- _Objective_
Copy out, word for word, the lines of the records below from the line containing "like (320, 242)." through the end of the records, including both that first line and the last one.
-- Begin Data provided --
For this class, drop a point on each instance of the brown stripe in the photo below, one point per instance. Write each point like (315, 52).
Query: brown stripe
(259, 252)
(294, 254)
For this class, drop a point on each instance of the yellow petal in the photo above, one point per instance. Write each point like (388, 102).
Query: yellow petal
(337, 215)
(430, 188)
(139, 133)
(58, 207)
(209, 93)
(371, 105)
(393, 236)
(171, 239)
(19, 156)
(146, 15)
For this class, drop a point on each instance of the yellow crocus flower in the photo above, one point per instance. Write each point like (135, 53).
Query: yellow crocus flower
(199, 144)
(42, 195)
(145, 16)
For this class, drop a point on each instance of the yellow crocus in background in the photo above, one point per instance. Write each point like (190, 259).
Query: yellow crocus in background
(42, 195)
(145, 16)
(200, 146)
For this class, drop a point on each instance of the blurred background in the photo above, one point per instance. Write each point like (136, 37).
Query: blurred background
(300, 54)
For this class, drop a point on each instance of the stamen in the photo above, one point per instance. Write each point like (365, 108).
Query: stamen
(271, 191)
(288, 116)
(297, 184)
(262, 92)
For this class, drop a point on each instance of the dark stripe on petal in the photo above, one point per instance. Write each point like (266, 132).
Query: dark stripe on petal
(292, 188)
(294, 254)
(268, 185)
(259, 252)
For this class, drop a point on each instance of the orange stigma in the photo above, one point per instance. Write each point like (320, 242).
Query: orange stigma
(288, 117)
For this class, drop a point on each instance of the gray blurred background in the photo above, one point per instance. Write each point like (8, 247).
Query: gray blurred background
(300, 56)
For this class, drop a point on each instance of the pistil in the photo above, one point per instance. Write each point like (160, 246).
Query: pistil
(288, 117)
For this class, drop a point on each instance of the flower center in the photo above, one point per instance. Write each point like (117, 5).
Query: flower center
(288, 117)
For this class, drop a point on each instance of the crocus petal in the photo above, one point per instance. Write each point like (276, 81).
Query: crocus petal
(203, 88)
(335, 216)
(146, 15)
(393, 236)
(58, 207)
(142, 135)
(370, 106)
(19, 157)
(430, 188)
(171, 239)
-- End Data provided --
- _Solution_
For this class, drop a point on each instance of the orange stigma in the photo above, one point per instance. Write each point like (320, 242).
Query: orange stigma
(288, 117)
For this class, drop a point on each instance of the gray blurred background in the photo above, one point per instance. Write each point like (8, 247).
Query: gray blurred background
(300, 56)
For this class, drop a point on each instance of the pistil in the photo above, one point per instance. Write each point like (160, 246).
Query: pistil
(288, 117)
For this class, drop a point on each instance of the flower center in the photo above, one point per instance. Write each point like (117, 5).
Query: flower center
(288, 117)
For this class, drop a point on each instance of the crocus petal in the photo above, one point per instance. Write each point like (276, 81).
Query: crocus petal
(203, 88)
(335, 216)
(146, 15)
(393, 236)
(58, 207)
(142, 135)
(370, 106)
(19, 157)
(430, 188)
(171, 239)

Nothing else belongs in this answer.